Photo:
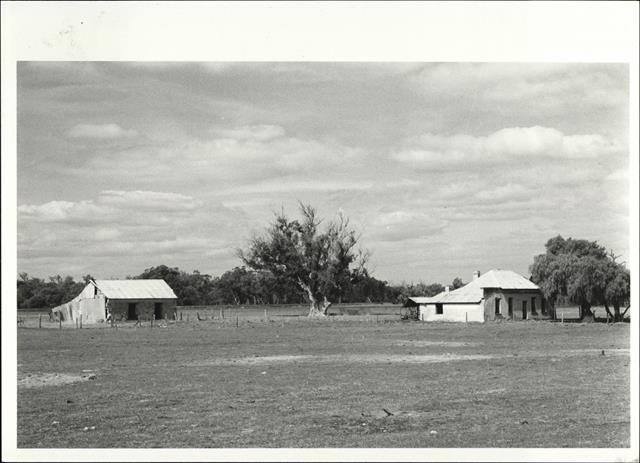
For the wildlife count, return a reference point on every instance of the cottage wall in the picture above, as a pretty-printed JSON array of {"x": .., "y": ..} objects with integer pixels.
[
  {"x": 518, "y": 296},
  {"x": 119, "y": 308},
  {"x": 452, "y": 313},
  {"x": 92, "y": 310}
]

#### [Görevin]
Tüm kayıtlarda "cottage wall" ifadesini "garden fence" olarak yeniden adlandırıp geri kalan her şeyi aynı bırakarak satırları yeniden yazar mısın? Resimleri cevaba koyma.

#### [Sorunun çözümü]
Photo:
For the wildlife count, return a reference point on every instance of the garden fence in the picture above, as a pretty-printed JSON array of {"x": .., "y": ..} objects with integer pixels.
[
  {"x": 518, "y": 296},
  {"x": 119, "y": 308},
  {"x": 452, "y": 313},
  {"x": 92, "y": 310}
]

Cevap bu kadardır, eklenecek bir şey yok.